---- Records shown

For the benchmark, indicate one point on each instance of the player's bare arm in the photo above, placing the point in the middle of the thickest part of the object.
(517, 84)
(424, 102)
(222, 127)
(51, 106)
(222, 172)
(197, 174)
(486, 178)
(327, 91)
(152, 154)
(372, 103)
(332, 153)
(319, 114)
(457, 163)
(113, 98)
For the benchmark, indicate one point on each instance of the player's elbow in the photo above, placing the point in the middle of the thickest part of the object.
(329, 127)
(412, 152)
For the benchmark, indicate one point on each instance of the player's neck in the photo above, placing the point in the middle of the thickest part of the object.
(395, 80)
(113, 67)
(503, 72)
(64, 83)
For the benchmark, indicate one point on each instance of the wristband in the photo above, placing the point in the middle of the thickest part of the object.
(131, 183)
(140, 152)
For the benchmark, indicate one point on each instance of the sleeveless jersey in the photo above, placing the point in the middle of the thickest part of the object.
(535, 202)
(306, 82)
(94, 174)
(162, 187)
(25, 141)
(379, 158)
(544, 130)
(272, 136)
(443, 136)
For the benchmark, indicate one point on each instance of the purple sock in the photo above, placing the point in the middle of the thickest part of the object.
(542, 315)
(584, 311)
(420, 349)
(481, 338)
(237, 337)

--------
---- Records shown

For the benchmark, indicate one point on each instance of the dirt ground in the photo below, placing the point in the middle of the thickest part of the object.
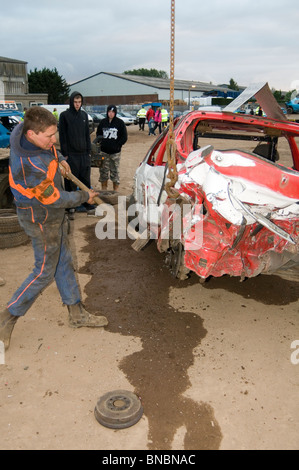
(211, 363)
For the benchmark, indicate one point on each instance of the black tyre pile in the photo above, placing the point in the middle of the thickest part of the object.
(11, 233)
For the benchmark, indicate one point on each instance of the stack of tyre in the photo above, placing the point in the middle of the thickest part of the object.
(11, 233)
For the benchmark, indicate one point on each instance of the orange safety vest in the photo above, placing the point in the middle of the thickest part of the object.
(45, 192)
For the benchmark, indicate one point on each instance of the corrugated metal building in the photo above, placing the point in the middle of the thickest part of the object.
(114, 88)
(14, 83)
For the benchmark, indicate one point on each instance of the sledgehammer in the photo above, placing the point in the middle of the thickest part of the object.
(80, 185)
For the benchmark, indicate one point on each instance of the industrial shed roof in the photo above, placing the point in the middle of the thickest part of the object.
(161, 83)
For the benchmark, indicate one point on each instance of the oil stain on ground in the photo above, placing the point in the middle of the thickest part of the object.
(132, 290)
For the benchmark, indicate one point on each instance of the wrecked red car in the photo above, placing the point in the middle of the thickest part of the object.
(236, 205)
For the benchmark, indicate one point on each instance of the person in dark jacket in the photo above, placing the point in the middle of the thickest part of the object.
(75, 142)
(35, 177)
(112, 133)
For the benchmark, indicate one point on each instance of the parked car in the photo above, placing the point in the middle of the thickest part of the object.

--------
---- Records shown

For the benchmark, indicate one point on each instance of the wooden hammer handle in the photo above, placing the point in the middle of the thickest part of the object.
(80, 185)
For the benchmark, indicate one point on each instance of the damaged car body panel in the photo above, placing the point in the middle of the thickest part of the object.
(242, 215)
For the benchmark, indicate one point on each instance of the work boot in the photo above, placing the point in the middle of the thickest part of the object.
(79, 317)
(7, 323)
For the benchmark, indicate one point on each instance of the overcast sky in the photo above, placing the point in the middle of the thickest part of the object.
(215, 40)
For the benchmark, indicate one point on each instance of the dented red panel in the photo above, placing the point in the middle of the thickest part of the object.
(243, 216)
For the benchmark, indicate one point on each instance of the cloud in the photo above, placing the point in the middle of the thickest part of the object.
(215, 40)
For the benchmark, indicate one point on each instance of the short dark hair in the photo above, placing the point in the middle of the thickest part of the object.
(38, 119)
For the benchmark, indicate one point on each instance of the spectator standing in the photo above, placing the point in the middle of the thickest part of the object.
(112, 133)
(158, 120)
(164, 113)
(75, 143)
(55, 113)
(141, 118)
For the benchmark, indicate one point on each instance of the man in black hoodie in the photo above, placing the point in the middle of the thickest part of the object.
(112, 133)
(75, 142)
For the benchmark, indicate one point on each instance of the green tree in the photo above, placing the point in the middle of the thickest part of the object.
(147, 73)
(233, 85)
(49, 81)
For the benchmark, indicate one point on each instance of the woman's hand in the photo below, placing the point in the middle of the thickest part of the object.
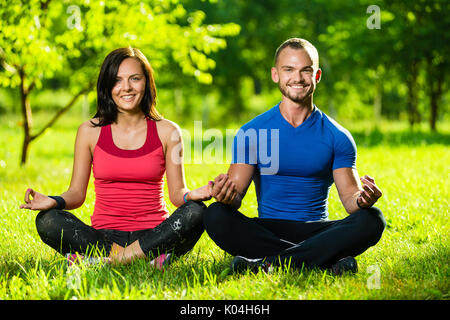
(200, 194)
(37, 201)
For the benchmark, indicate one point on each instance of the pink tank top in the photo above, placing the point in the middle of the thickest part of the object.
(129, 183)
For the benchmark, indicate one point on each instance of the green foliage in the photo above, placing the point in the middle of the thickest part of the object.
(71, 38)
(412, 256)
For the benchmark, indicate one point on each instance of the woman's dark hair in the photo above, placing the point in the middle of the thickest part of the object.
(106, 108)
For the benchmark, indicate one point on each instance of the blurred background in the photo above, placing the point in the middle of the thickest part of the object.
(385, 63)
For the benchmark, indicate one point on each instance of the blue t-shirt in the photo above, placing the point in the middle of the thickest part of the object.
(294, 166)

--------

* _Work instructions_: Rewrite the lines of the items between the line holding "the oil stain" and the line holding "of the parked", inclusive, swapping "dark jacket" for "black coat" and leaving everything else unchanged.

* _Written response_:
For the benchmark, indicate one point on each instance of the oil stain on ground in the photo above, placing the point in the middle of the thickest part of the object.
(132, 290)
For the benchmark, indicate one point on each instance of the wrecked red car in the photo above, placing the point in the middle of the thickest part of the object.
(236, 205)
For the benchmark, indicate one point on each instance of the person in black coat in the photo above, placing the point in the middle of the thickest part of the object.
(75, 142)
(35, 177)
(112, 133)
For the benchmark, indicate one point on each instance of the parked car in the photo above, placing the point in the middle of the thickest part of the object.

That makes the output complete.